» Data items:
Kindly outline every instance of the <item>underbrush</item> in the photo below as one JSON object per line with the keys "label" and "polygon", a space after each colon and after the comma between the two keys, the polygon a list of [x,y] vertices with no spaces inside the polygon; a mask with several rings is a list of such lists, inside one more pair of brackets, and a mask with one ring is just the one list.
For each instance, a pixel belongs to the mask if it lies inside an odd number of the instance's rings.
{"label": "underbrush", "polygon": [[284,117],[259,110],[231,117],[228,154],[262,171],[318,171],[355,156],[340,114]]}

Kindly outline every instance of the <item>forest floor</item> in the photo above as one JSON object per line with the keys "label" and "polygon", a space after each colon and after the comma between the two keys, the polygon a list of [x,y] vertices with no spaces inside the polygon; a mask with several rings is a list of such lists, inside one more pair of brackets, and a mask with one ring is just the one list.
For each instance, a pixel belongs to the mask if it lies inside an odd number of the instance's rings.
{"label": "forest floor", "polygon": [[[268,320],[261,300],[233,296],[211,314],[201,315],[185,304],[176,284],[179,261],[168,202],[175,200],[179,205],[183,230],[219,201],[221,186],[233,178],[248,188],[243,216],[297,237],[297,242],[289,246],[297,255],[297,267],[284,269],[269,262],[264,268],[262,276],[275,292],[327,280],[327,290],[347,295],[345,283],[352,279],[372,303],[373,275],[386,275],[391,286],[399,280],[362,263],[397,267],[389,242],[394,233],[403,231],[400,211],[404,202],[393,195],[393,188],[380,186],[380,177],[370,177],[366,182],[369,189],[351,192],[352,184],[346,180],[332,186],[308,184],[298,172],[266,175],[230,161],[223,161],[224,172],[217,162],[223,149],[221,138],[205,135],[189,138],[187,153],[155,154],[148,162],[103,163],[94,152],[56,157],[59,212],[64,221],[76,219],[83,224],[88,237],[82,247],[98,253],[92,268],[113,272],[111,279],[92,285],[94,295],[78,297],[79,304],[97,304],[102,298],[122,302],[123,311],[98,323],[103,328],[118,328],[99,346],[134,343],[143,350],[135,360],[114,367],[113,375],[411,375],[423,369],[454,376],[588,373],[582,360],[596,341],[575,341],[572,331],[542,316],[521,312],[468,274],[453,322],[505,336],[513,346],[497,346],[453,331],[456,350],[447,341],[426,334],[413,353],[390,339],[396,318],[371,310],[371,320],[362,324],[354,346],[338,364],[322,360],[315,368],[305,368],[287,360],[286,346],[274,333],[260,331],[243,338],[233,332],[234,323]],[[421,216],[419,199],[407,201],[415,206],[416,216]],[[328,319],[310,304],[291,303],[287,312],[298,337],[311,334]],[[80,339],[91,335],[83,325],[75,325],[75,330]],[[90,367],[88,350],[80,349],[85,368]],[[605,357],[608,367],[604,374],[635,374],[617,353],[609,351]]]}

» Directions for this task: Send back each record exactly as it stands.

» The answer:
Kindly outline every instance of the <item>underbrush</item> in the photo below as one JSON object per line with the keys "label" and "polygon", a space after each colon and after the comma between the two keys, the polygon a list of [x,y] vertices with no spaces inside the polygon; a mask with several rings is a list of such lists, inside one more pair of brackets, and a mask with one ring is just the one list.
For each instance, a pixel belongs to the mask if it lies inside an odd number of the instance's rings.
{"label": "underbrush", "polygon": [[284,117],[259,110],[231,117],[228,154],[262,171],[318,171],[355,156],[340,114]]}

Kindly outline every instance of the <item>forest floor</item> in the photo above as one JSON object per line with the keys "label" and "polygon", a space after each colon and after the comma between the two keys, the polygon a list of [x,y] vertices with no spaces inside the polygon; a mask with several rings is a list of such lists, inside one more pair of brackets, and a mask with one ring is just the one list.
For each instance, a pixel belongs to the mask if it lies inside an odd number of the instance's rings.
{"label": "forest floor", "polygon": [[[268,320],[261,300],[233,296],[211,314],[201,315],[185,304],[176,284],[179,261],[168,202],[175,200],[179,205],[183,230],[219,201],[221,186],[233,178],[248,188],[243,216],[297,237],[297,242],[289,246],[297,255],[297,267],[284,269],[269,262],[264,268],[262,276],[275,292],[327,280],[327,290],[347,295],[345,283],[352,279],[372,303],[373,275],[386,275],[391,286],[399,280],[362,263],[397,267],[389,242],[394,233],[403,231],[400,211],[404,202],[393,195],[393,188],[380,186],[380,177],[370,177],[366,182],[369,189],[351,192],[352,184],[346,180],[332,186],[308,184],[298,172],[266,175],[230,161],[223,161],[224,172],[217,162],[223,149],[221,138],[205,135],[189,138],[187,153],[155,154],[148,162],[103,163],[94,152],[56,157],[59,212],[64,221],[76,219],[83,224],[88,237],[82,247],[98,253],[92,268],[113,272],[111,279],[92,285],[94,295],[78,297],[79,304],[97,304],[102,298],[122,302],[123,311],[98,323],[103,328],[118,328],[99,346],[134,343],[143,350],[135,360],[114,367],[113,375],[411,375],[423,369],[454,376],[588,373],[582,360],[596,341],[575,341],[572,331],[542,316],[521,312],[468,274],[453,322],[505,336],[513,346],[497,346],[453,331],[456,350],[447,341],[426,334],[413,353],[390,339],[396,318],[371,310],[371,320],[362,324],[354,346],[338,364],[322,360],[315,368],[305,368],[287,360],[286,346],[274,333],[260,331],[243,338],[233,332],[234,323]],[[421,216],[419,199],[407,201],[415,206],[416,216]],[[328,319],[310,304],[291,303],[287,312],[298,337],[311,334]],[[80,339],[91,335],[83,325],[75,325],[75,330]],[[90,367],[88,350],[80,349],[85,368]],[[605,357],[608,367],[604,374],[635,374],[617,353],[609,351]]]}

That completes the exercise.